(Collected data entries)
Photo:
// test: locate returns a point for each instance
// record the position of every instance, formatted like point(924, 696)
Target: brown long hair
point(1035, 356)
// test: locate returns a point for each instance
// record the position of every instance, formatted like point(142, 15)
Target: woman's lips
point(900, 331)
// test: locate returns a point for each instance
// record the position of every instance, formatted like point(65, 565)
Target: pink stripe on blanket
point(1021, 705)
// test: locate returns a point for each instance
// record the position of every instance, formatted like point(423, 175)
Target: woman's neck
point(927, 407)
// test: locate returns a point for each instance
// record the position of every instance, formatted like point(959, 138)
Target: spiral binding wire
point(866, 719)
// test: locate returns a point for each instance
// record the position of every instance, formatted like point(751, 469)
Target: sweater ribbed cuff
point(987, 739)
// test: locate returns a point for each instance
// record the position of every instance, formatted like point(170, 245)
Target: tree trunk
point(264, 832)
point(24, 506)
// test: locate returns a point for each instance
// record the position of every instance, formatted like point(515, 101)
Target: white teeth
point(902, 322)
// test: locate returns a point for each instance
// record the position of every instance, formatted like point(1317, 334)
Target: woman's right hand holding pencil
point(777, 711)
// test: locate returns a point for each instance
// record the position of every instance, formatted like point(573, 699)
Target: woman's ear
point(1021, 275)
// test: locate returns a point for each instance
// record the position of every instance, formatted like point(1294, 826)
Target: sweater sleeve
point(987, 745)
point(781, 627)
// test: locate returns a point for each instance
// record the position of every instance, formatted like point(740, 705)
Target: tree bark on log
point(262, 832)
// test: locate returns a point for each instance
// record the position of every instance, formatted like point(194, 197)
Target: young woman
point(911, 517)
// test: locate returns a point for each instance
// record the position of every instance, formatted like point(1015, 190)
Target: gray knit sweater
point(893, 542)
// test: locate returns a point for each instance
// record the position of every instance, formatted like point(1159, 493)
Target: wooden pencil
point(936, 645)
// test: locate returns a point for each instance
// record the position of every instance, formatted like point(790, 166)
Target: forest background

● WHAT THE TASK REQUIRES
In this exercise, repeat all entries exactly.

● EXERCISE ANSWER
Photo:
// test: locate returns a point for each instance
// record the position of every instance, formatted like point(924, 696)
Target: brown long hair
point(1035, 356)
// test: locate returns a point for each instance
// record the position of every instance, formatted like point(142, 15)
Target: woman's lips
point(900, 331)
// test: locate returns a point for each instance
// record the position of every instance, formatted like point(65, 565)
Target: pink stripe on blanket
point(1021, 705)
// test: locate returns a point for each instance
// record the position of every instance, formatted like point(423, 175)
Target: woman's neck
point(927, 407)
// test: locate returns a point for each instance
// record the position of every instance, formatted like point(959, 138)
Target: spiral binding wire
point(866, 719)
// test: locate returns a point for each instance
// record the position of every instance, formatted like point(751, 469)
Target: sweater ribbed cuff
point(987, 739)
// test: locate returns a point for each instance
// record the position of every instance, formatted like point(170, 245)
Target: tree trunk
point(264, 832)
point(24, 506)
// test: locate returns a point for each instance
// record the position of every instance, formatted like point(515, 101)
Target: white teeth
point(902, 322)
// test: locate returns a point for each instance
// record the position of every instance, formatted like point(1317, 334)
Target: woman's right hand holding pencil
point(777, 711)
// test: locate returns a point for each instance
// record the position of every instance, formatted like point(573, 699)
Target: woman's ear
point(1021, 275)
// test: locate returns a point for each instance
// record the position of every instance, formatted like point(1294, 826)
Target: sweater sleeve
point(987, 745)
point(781, 627)
// test: locate returns a point for each instance
// record the position of every instance, formatted like point(740, 705)
Target: tree bark on log
point(262, 832)
// test: locate returns a point for each instance
// record the position of every instance, formatted like point(194, 197)
Target: young woman
point(911, 517)
// test: locate returns a point for each instance
// record the position of every instance, formatted like point(1015, 190)
Target: gray knit sweater
point(893, 542)
// test: locate returns a point for each instance
// record the position of every instance, formatted like point(1159, 493)
Target: wooden pencil
point(936, 645)
// test: locate returns a point for each instance
// record the position of every instance, formatted like point(790, 166)
Target: forest background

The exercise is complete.